Wednesday, July 06, 2005

The Pimpernel of Babylon

They seek him here, they seek him there;
Those Bushies seek him everywhere.
Is he in heaven, or Malawi,
That damned elusive al-Zarqawi?

The Zarqawi Phenomenon, by Dahr Jamail, on TomDispatch.

Tuesday, July 05, 2005

Dance of Death: Corporatizing Compassion for Africa

Once more, George Monbiot delivers the goods on the horrific farce of "Live 8" and the "Make Poverty History" movement. Monbiot reveals what almost every single mainstream article about these efforts conceals: that Bush and Blair are "outsourcing" their "benevolent" programs for Africa to some of the most rapacious corporations in the world. They are making a vicious mockery of the generous impulses of millions of young people, marketing themselves as concerned and compassionate leaders while hiding the draconian conditions of near-colonial exploitation they are imposing on any African nation that takes up their offers of aid and debt relief.
⁂
◆ Task objective ◆
According to the blog excerpt, to whom are Bush and Blair "outsourcing" their programs for Africa? The data after this point isn't needed.

◆ Entries provided ◆
⁂
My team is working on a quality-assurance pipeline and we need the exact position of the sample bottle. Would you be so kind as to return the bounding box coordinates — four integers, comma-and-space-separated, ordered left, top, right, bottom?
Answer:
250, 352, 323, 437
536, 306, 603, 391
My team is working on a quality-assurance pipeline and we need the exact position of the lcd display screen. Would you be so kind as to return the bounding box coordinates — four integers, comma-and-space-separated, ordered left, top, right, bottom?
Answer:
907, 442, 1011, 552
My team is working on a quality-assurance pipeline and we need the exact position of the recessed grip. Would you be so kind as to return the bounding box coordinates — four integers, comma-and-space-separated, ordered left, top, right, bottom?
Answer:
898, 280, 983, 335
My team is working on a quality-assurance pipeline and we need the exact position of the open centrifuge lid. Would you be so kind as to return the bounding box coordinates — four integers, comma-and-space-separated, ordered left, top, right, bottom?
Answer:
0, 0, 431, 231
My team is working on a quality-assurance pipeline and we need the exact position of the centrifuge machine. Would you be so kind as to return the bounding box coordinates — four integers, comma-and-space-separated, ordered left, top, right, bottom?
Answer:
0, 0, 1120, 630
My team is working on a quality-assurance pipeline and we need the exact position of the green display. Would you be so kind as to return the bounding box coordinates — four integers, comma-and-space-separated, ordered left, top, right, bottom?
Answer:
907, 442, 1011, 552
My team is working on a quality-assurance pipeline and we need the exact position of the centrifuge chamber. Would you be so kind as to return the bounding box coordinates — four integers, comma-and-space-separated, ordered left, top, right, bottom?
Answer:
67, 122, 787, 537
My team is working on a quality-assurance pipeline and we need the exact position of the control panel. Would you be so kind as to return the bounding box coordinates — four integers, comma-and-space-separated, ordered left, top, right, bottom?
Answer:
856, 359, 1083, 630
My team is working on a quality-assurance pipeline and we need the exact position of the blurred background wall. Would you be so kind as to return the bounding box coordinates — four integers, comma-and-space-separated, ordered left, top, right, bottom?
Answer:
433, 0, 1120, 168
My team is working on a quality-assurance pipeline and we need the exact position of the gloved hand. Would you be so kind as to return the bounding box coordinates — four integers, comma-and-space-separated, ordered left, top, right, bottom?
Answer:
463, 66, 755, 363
⁂
◆ Answer below ◆
To some of the most rapacious corporations in the world.